:: Vorliegender Text ::
☆ ☆ ☆ ☆

Vor allem für den privaten Bereich relevant sind die Vorgaben für die Nutzung von Steckersolargeräten im Sinne des § 3 Nr. 43 EEG 2023, mithin den sog. Balkon-Kraftwerken. Steckersolargeräte bieten für Anlagenbetreiber eine niedrigschwellige Möglichkeit, sich an der Energiewende zu beteiligen. Unter den Voraussetzungen des § 8 Abs. 5a EEG 2023 können nunmehr Steckersolargeräte mit einer installierten Leistung von insgesamt bis zu 2 kW und einer Wechselrichterleistung von insgesamt bis zu 800 Voltampere unter Einhaltung der für die Ausführung eines Netzanschlusses maßgeblichen Regelungen angeschlossen werden. Zwar ist weiterhin die Meldung der Anlagen beim Marktstammdatenregister erforderlich, entfallen ist hingegen die Pflicht zur Netzbetreiberanmeldung, § 8 Abs. 5a EEG 2023.

 

Erweitert wird durch das Solarpaket I auch die Möglichkeit der Erschließung von Gebäuden mit PV-Anlagen im Außenbereich, § 35 BauGB. Die bestehende EEG-Regelung, die verhindern sollte, dass neue Gebäude im Außenbereich zum alleinigen Zweck des Baus einer PV-Anlage (sog. „Solarstadl”) errichtet werden, bleibt zwar grundsätzlich erhalten. Der entscheidende Stichtag im Sinne des § 48 Abs. 3 EEG 2023 wurde jedoch auf den 1.3.2023 verschoben. In der Konsequenz können Dächer von bereits im Außenbereich bestehenden Gebäuden mit PV-Anlagen belegt werden.

 

PV-Freiflächenanlagen

Neben den Novellierungen im Bereich von PV-Anlagen auf Gebäuden, führt das Solarpaket I auch zu zahlreichen Neuerungen im Bereich der PV-Freiflächenanlagen. Ausgehend von einem zweigleisigen Ansatz sollen durch das Solarpaket I mehr Flächen zur Förderung von Solarparks zur Verfügung gestellt, zum anderen aber auch der Ausgleich mit landwirtschaftlichen und naturschutzrechtlichen Interessen gestärkt werden. Wo möglich, wird eine Mehrfachnutzung der Flächen angestrebt. Zugleich wird die Inanspruchnahme von landwirtschaftlichen Flächen begrenzt.

☆ ☆ ☆ ☆

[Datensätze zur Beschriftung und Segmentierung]
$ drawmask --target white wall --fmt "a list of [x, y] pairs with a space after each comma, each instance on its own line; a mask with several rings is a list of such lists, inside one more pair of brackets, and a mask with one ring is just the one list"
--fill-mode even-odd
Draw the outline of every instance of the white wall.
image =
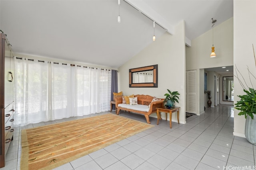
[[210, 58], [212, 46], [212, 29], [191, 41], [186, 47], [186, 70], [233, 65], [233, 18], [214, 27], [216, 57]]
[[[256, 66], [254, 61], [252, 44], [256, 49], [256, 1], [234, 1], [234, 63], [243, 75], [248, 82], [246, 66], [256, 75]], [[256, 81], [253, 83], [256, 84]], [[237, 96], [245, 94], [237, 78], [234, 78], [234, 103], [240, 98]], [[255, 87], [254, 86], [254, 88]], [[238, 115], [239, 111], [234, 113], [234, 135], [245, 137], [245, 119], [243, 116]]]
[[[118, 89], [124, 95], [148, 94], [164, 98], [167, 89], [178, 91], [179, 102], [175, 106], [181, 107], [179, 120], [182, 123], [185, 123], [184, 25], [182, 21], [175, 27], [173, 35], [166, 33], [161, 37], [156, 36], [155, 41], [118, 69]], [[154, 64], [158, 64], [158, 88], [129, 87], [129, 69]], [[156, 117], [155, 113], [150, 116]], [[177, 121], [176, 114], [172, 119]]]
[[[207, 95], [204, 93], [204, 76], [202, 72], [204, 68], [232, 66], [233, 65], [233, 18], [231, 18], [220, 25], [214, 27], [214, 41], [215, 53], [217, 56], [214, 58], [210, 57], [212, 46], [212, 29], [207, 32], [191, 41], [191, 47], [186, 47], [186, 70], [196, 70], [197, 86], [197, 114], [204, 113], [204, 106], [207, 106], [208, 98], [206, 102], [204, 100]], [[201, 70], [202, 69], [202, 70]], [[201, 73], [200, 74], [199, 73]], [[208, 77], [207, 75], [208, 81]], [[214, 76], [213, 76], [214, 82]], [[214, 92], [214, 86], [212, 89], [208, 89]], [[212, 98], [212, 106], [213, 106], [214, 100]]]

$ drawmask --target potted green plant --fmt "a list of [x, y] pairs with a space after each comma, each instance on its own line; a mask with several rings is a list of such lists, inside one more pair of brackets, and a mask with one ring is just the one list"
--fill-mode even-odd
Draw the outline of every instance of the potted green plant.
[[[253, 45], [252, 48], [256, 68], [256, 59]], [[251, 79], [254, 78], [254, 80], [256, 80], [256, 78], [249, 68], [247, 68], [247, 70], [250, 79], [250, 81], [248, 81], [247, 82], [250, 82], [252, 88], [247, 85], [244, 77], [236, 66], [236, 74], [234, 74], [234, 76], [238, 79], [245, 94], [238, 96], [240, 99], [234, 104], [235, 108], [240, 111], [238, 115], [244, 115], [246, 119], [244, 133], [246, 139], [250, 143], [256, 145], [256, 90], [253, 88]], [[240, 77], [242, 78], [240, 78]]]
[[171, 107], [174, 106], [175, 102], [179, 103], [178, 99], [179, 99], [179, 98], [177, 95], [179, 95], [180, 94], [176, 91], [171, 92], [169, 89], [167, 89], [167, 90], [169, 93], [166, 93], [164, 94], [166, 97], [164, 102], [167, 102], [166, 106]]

☆ ☆ ☆ ☆

:: Zu erledigen ::
1. Bearbeite im Text zum Solarpaket I alles von „Vor allem für“ bis hinunter zu „5a EEG 2023.“ und setze dabei „Anlagenregister“ an die Stelle von „Marktstammdatenregister“.
2. Schreib den Text über das Solarpaket I dort weiter, wo er aufhört.

:: Antworten je Aufgabe ::
1.
Vor allem für den privaten Bereich relevant sind die Vorgaben für die Nutzung von Steckersolargeräten im Sinne des § 3 Nr. 43 EEG 2023, mithin den sog. Balkon-Kraftwerken. Steckersolargeräte bieten für Anlagenbetreiber eine niedrigschwellige Möglichkeit, sich an der Energiewende zu beteiligen. Unter den Voraussetzungen des § 8 Abs. 5a EEG 2023 können nunmehr Steckersolargeräte mit einer installierten Leistung von insgesamt bis zu 2 kW und einer Wechselrichterleistung von insgesamt bis zu 800 Voltampere unter Einhaltung der für die Ausführung eines Netzanschlusses maßgeblichen Regelungen angeschlossen werden. Zwar ist weiterhin die Meldung der Anlagen beim Anlagenregister erforderlich, entfallen ist hingegen die Pflicht zur Netzbetreiberanmeldung, § 8 Abs. 5a EEG 2023.

2.
In Umsetzung dieses Vorhabens wurde die zulässige Gebotsmenge für Solaranlagen des ersten Segments von 20 auf 50 Megawatt pro Gebot einer zu installierenden Leistung erhöht, § 37 Abs. 3 EEG 2023. Auch wurde die Flächenkulisse für PV-Freiflächenanlagen ausgeweitet: Benachteiligten Gebiete der Landwirtschaft werden grundsätzlich für die Förderung klassischer PV-Freiflächenanlagen geöffnet. Allerdings haben die Länder eine Opt-out-Option, wenn ein bestimmter Anteil landwirtschaftlich genutzter Flächen durch PV-Anlagen überschritten wird. Dieser Schwellenwert ist so angesetzt, dass die Ziele für den PV-Ausbau im Sinne des § 1 Abs. 2 EEG 2023, § 4 EEG 2023 erreicht werden können. Ergänzend können die Länder bestimmte „weiche” Schutzgebiete in den benachteiligten Gebieten ausschließen.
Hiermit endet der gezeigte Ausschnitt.